### Provided text
- - - -

I think, in the end analysis, that my mind wants to believe, regardless of what “the way things were” ten years ago or previously, that things were better then than they are now – not so that my mind can enable me to lament my current state, but so that it can feed me with thoughts of happiness of days past, dangling the prospect over my head that somehow, such days may still lie ahead.
My mind may, in other words, in its own way, be trying to light a candle.
There is a great short story by Willa Cather, the 20th-century American novelist, called “A Wagner (as in Richard) matinee.” As I remember the story (I read it in, yes, high school – don’t rely on my memory – read it! It’s a great story!), an elderly lady who once taught music, but who has long since retired, leaving her musica skills – but not passions – to rust – is brought to the opera for a Wagner performance. She is brought by, I believe, a son, or grandson. This person is familiar with the woman’s occupation, but does not – and cannot – understand the intensity of her love of music. He thinks he is being kind to her by bringing her to a venue that will remind her of her former occupation.

- - - -

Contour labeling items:
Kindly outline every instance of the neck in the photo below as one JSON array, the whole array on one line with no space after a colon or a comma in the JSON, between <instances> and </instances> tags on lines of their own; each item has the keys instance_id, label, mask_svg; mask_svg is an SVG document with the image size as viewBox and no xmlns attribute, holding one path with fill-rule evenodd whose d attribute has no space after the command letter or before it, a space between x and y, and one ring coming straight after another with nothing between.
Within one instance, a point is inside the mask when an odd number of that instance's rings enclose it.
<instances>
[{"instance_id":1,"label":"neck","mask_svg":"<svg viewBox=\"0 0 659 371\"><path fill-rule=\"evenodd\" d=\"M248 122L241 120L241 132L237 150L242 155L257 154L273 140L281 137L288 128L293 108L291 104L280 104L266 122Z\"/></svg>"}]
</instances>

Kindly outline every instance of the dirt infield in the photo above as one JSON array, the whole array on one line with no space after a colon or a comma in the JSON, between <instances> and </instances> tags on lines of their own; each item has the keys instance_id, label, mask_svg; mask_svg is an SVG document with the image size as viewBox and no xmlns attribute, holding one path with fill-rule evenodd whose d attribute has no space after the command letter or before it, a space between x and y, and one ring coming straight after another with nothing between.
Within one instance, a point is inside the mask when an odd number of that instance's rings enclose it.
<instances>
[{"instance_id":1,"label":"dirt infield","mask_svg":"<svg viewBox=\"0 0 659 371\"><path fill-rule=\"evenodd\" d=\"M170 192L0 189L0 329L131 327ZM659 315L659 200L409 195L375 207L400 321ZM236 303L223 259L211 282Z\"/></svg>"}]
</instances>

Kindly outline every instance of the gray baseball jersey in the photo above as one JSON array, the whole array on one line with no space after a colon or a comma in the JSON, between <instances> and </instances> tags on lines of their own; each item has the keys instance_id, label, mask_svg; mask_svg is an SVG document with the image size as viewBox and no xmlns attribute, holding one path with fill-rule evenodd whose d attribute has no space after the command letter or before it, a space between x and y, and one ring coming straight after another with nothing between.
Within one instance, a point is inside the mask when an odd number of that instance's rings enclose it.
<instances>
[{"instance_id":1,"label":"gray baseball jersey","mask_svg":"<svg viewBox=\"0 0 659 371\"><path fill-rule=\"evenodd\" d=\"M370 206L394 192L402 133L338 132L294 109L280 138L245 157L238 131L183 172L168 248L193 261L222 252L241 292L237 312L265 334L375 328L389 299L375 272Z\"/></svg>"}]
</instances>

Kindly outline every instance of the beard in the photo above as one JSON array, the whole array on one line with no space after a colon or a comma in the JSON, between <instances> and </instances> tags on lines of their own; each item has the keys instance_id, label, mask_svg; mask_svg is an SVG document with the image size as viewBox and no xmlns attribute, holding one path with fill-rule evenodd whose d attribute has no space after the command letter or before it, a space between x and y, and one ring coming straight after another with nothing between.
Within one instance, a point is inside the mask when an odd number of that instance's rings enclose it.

- - - -

### Task statement
In the provided text, what is the elderly lady in the Cather story said to have once done?

### Answer for the task
She once taught music.